*** Input for this task ***
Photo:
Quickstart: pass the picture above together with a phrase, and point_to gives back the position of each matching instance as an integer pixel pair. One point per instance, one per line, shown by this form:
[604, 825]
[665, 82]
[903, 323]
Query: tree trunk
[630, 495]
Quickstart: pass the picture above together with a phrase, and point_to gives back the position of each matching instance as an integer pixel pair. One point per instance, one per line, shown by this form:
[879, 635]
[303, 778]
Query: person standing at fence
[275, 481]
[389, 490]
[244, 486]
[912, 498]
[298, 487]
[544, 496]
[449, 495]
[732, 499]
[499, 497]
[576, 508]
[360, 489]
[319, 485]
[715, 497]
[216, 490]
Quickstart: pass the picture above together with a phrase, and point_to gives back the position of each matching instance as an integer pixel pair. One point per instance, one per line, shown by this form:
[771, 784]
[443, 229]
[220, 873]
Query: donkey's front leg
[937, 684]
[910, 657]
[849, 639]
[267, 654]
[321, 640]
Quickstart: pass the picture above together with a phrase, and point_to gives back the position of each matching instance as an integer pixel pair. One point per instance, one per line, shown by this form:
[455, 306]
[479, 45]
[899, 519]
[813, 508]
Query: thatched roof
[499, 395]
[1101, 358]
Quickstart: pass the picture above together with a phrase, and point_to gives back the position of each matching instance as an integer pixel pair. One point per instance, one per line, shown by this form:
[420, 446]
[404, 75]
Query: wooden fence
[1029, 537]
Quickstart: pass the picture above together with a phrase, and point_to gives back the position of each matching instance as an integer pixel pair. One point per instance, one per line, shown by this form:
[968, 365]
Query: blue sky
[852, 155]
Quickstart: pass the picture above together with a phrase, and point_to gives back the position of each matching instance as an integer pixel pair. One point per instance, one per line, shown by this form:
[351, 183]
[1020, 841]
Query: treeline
*** End of Input for this task ***
Requirement:
The required answer is the complete data, repeated exactly.

Solved problem:
Photo:
Quickstart: pass the picture above together with a phrase, and point_to gives back the position of each matching instance as an integer pixel pair. One point per instance, one per line, shown by this form:
[604, 825]
[665, 82]
[903, 323]
Query: tree trunk
[630, 495]
Quickstart: pass the picture above together with a phrase, and point_to gives back the position of each matching instance as an integer pixel pair. One point per instance, one per line, shown by this form:
[879, 635]
[303, 778]
Query: person standing at fence
[275, 481]
[389, 490]
[244, 486]
[912, 498]
[298, 487]
[544, 496]
[449, 495]
[732, 499]
[499, 497]
[576, 508]
[360, 489]
[319, 485]
[715, 497]
[216, 490]
Quickstart: pass the picture above together with a phrase, and point_to gives back the position of each matching instance as an integer pixel pair. One point per instance, one per line, shown by this form:
[771, 784]
[443, 229]
[220, 873]
Query: donkey's front leg
[937, 684]
[910, 657]
[849, 639]
[267, 654]
[321, 640]
Quickstart: pass the picture above together with a phrase, and point_to gives back the position of each matching instance as an integer pixel pair. One point per instance, one per line, shown by this form:
[455, 306]
[479, 45]
[899, 519]
[813, 508]
Query: thatched roof
[499, 395]
[1101, 358]
Quickstart: pass the picture above together with a phrase, and point_to gives back the position of each matching instance as an integer pixel pair. One point per instance, one per line, shown by this form:
[420, 446]
[404, 75]
Query: wooden fence
[1029, 537]
Quickstart: pass the picture above together with a phrase, and point_to gives back the position of each matching instance as an integer pixel pair. One point per instance, one per line, shown by this form:
[968, 365]
Query: blue sky
[852, 155]
Quickstart: pass the picture above together with a phrase, and point_to gives back the position of each matching instance as an integer pixel pair. One point per instance, one per line, shown by this form:
[351, 183]
[1020, 841]
Query: treeline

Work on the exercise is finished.